# Written task:
Reproduce all of the material exactly as shown.

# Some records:
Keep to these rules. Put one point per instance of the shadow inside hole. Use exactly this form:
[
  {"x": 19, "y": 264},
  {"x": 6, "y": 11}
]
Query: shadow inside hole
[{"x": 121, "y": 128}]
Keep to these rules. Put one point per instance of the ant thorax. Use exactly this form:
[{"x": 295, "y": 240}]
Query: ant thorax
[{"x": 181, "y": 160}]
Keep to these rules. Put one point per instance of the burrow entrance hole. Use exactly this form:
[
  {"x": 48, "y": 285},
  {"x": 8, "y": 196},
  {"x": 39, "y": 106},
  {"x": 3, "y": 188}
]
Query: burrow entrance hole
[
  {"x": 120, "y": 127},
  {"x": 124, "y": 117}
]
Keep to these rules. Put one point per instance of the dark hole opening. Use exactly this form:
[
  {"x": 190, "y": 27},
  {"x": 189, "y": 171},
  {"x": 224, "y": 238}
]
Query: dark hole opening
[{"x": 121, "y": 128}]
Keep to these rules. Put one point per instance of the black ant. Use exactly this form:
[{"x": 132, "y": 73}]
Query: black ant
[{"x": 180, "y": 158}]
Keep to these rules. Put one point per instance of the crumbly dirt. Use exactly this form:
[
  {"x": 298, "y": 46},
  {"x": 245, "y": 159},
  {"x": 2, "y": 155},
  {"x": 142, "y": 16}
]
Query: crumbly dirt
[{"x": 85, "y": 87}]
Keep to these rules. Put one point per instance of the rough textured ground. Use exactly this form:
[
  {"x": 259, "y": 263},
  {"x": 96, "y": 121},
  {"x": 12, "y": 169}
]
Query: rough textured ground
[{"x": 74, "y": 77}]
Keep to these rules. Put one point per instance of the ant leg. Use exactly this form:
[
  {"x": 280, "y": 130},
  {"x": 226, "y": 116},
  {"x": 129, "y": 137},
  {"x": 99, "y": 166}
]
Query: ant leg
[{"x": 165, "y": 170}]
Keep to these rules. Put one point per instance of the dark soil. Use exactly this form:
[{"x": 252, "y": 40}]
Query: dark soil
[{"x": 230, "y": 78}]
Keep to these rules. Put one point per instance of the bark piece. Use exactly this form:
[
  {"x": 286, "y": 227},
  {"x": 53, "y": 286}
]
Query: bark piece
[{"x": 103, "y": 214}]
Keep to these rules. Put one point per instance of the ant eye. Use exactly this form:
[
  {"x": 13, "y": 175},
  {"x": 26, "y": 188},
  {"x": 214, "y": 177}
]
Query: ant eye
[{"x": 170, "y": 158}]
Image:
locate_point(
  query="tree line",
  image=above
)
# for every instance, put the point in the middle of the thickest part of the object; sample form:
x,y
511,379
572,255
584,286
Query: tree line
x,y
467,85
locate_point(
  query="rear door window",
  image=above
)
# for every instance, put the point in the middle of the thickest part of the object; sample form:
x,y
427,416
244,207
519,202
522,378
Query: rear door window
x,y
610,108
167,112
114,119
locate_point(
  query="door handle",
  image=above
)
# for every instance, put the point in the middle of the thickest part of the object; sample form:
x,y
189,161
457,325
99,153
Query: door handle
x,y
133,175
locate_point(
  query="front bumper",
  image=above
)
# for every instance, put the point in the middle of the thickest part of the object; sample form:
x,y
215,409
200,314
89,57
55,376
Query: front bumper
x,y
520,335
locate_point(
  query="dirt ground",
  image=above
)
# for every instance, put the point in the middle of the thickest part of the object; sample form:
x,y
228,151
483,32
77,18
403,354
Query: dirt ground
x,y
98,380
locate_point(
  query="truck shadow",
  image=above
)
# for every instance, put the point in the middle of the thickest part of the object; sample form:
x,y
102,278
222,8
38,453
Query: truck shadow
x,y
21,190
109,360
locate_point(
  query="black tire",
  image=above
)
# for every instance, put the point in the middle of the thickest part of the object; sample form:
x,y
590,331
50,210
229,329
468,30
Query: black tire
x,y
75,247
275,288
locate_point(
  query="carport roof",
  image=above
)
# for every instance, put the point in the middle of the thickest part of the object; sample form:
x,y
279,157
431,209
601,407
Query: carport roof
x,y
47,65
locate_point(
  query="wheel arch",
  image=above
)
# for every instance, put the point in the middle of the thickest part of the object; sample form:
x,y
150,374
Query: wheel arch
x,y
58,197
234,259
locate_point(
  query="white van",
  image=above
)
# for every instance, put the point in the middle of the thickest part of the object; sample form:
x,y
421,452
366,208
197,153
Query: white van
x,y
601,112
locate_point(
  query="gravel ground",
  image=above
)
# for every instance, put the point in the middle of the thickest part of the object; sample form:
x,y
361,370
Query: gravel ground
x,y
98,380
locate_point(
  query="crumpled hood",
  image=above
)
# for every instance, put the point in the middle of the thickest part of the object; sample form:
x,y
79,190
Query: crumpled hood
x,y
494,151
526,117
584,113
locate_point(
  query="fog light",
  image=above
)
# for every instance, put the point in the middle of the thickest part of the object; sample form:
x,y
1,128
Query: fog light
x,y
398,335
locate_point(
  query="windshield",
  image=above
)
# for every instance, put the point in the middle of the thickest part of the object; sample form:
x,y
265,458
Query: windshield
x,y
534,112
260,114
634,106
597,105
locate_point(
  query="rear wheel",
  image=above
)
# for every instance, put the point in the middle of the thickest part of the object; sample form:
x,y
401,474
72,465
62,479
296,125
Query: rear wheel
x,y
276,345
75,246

# Finished exercise:
Keep to these rules. Put one point per instance of the shadow inside hole. Use exactly this form:
[
  {"x": 19, "y": 264},
  {"x": 6, "y": 11}
]
Query: shadow inside hole
[{"x": 121, "y": 128}]
Keep to these rules. Put one point per instance of the ant thorax. Use exactly this form:
[{"x": 295, "y": 240}]
Query: ant thorax
[{"x": 181, "y": 160}]
Keep to these rules. Put one point per instance of the burrow entrance hole. Use exactly this form:
[
  {"x": 48, "y": 285},
  {"x": 8, "y": 196},
  {"x": 39, "y": 106},
  {"x": 3, "y": 188}
]
Query: burrow entrance hole
[
  {"x": 120, "y": 127},
  {"x": 124, "y": 117}
]
Keep to these rules. Put one point per instance of the dark hole opening. Use exactly this form:
[
  {"x": 190, "y": 27},
  {"x": 189, "y": 171},
  {"x": 224, "y": 238}
]
Query: dark hole opening
[{"x": 121, "y": 128}]
Keep to these rules. Put one point per instance of the black ant. Use exactly this form:
[{"x": 132, "y": 73}]
Query: black ant
[{"x": 180, "y": 158}]
Keep to these rules. Put one point per instance of the crumbly dirt. Use exactly this form:
[
  {"x": 298, "y": 46},
  {"x": 245, "y": 159},
  {"x": 2, "y": 155},
  {"x": 142, "y": 16}
]
Query: crumbly dirt
[{"x": 85, "y": 87}]
Keep to these rules. Put one point per instance of the rough textured ground. Use exactly this form:
[
  {"x": 259, "y": 263},
  {"x": 96, "y": 121},
  {"x": 12, "y": 169}
]
Query: rough textured ground
[{"x": 74, "y": 77}]
Keep to these rules. Put one point per instance of the ant leg. Use exactly this form:
[
  {"x": 280, "y": 130},
  {"x": 226, "y": 116},
  {"x": 129, "y": 137},
  {"x": 99, "y": 166}
]
Query: ant leg
[{"x": 165, "y": 170}]
Keep to these rules. Put one point per instance of the dark soil. Use exactly this form:
[{"x": 252, "y": 40}]
Query: dark soil
[{"x": 230, "y": 78}]
Keep to these rules. Put one point per instance of the bark piece. Use exactly this form:
[
  {"x": 286, "y": 227},
  {"x": 53, "y": 286}
]
Query: bark piece
[{"x": 103, "y": 214}]
Keep to these rules. Put one point per instance of the ant eye. Use exactly this form:
[
  {"x": 13, "y": 175},
  {"x": 26, "y": 188},
  {"x": 214, "y": 177}
]
Query: ant eye
[{"x": 170, "y": 158}]
Image:
locate_point(
  query="tree line",
  image=above
)
# for every instance, put the point in the middle of the thickest part of the object; sample form:
x,y
511,379
572,255
584,286
Query: tree line
x,y
467,85
locate_point(
  query="rear door window",
  image=above
)
# for every instance, put the point in the middle of the thickest part of the object; sample form:
x,y
427,416
244,207
519,202
522,378
Query: rear door window
x,y
610,108
167,112
114,119
locate_point(
  query="door handle",
  image=above
)
# for every instance, put the point in the middle of the thickest part of the object; sample form:
x,y
189,161
457,325
99,153
Query: door handle
x,y
133,175
locate_point(
  query="front bumper",
  image=above
)
# for every instance, put the point in the middle of the thickest part of the object; sample form:
x,y
215,409
200,314
89,57
55,376
Query: front bumper
x,y
520,335
locate_point(
  query="dirt ground",
  image=above
)
# for every instance, put the point in the middle of the thickest part of the object; sample form:
x,y
228,151
483,32
77,18
403,354
Query: dirt ground
x,y
98,380
locate_point(
  query="truck shadow",
  image=above
)
# for every instance, put the point in the middle of the thickest part of the object; sample form:
x,y
102,278
222,8
38,453
Query: truck shadow
x,y
21,190
109,360
locate_point(
  query="black tire",
  image=above
)
# for every instance, put the point in the middle of the thickest part of the object; sample form:
x,y
590,331
50,210
229,329
468,30
Query: black tire
x,y
75,247
275,288
locate_point(
  query="carport roof",
  image=above
)
# for every instance, put the point in the middle of the thickest part of the object; sample form:
x,y
279,157
431,209
601,407
Query: carport roof
x,y
47,65
locate_point(
  query="wheel arch",
  image=above
)
# for every instance, put the point in the middle of the thickest part of the object; sample form:
x,y
150,374
Query: wheel arch
x,y
58,197
234,259
locate_point(
  query="white van",
  image=above
)
# for every instance, put the point in the middle of the thickest part of the object; sample form:
x,y
421,452
366,208
197,153
Query: white van
x,y
601,112
locate_point(
  query="gravel ground",
  image=above
)
# for every instance, put the point in the middle of the thickest part of the object; sample form:
x,y
361,370
Query: gravel ground
x,y
98,380
locate_point(
  query="crumpled hood",
  image=above
)
# for every instance, put the point in the middle of the thickest part of the object; sample form:
x,y
79,190
Query: crumpled hood
x,y
494,151
526,117
584,113
locate_point(
  query="fog light",
  image=above
)
# for every instance, put the point in the middle of the thickest part of the object; sample form:
x,y
1,128
Query: fog light
x,y
398,335
locate_point(
  query="windshield",
  image=above
)
# for every instance, put the point in the middle of the thickest part of the object; sample form:
x,y
265,458
Query: windshield
x,y
534,112
260,114
634,106
597,105
locate_point(
  query="rear wheel",
  image=above
)
# for every instance, put the point in the middle of the thickest part of the object; sample form:
x,y
401,474
72,465
62,479
296,125
Query: rear wheel
x,y
276,345
75,246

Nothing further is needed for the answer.